## What you have to do
Render everything from the line containing "Locate the overcast" down to the line containing "column 12, row 249" in the listing as a JSON list of strings, one per line, with blank lines left out.

## Provided data
— BEGIN —

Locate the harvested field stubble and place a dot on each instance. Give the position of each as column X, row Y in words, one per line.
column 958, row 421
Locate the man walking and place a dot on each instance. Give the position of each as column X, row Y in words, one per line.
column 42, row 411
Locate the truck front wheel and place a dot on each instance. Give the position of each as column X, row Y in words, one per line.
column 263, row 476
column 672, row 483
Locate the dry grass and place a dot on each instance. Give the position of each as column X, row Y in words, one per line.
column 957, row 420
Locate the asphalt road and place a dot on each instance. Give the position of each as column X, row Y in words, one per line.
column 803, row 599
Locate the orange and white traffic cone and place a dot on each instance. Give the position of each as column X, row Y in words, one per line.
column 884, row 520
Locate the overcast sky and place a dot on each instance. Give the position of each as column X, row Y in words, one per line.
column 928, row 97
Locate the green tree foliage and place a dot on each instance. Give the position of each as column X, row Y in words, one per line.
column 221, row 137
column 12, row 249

— END —
— BEGIN —

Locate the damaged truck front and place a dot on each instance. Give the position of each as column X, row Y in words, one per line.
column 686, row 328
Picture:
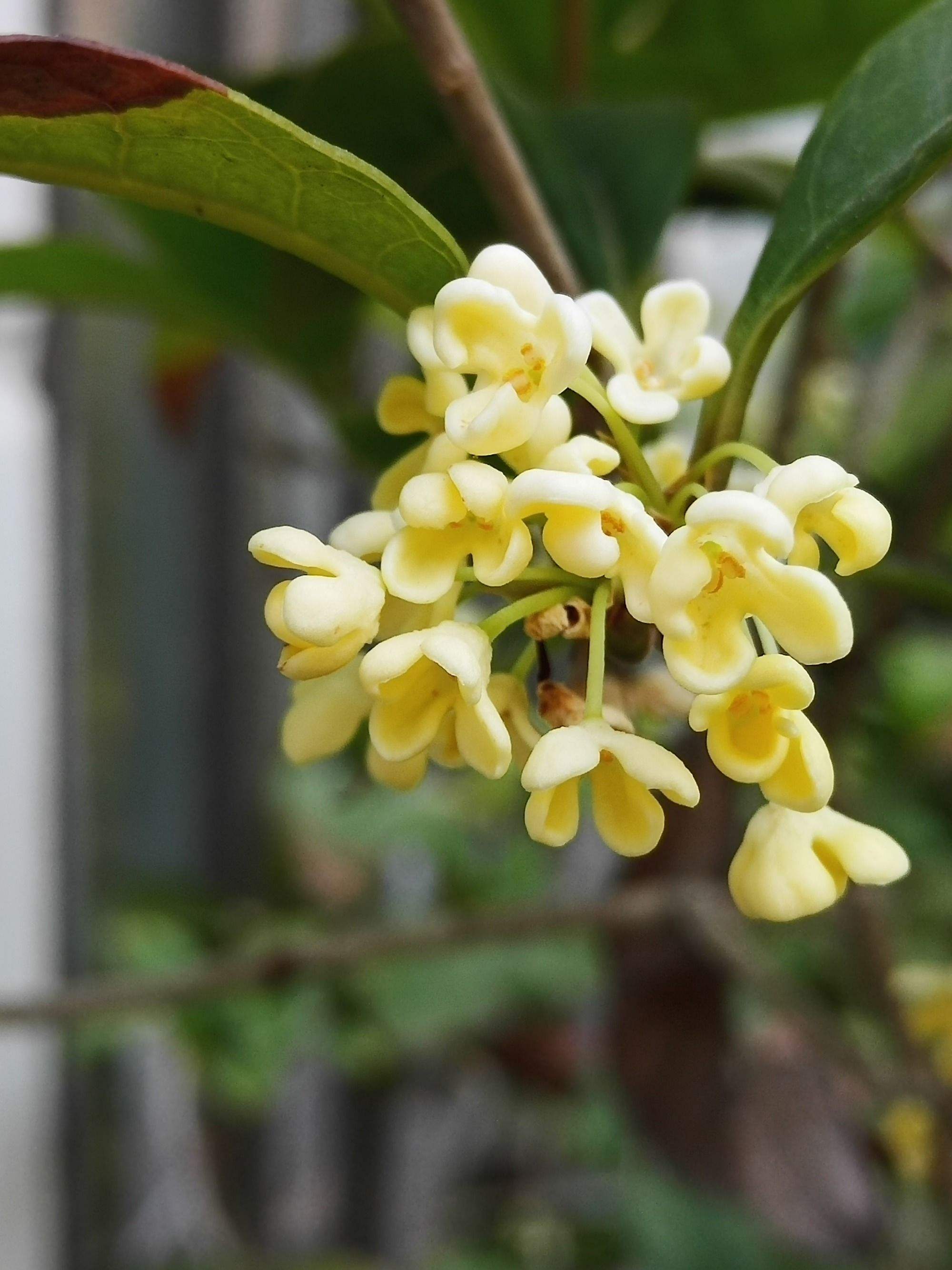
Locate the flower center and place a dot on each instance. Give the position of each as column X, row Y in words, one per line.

— END —

## Answer to this exercise
[
  "Locate the overcast sky and place a dot on each instance. Give the position of each as column X, row Y in words, one per line.",
  "column 928, row 97",
  "Locate the green tree foliage and place a dot on each instance. Give the position of each as column X, row Y in words, one per line.",
  "column 221, row 137",
  "column 12, row 249"
]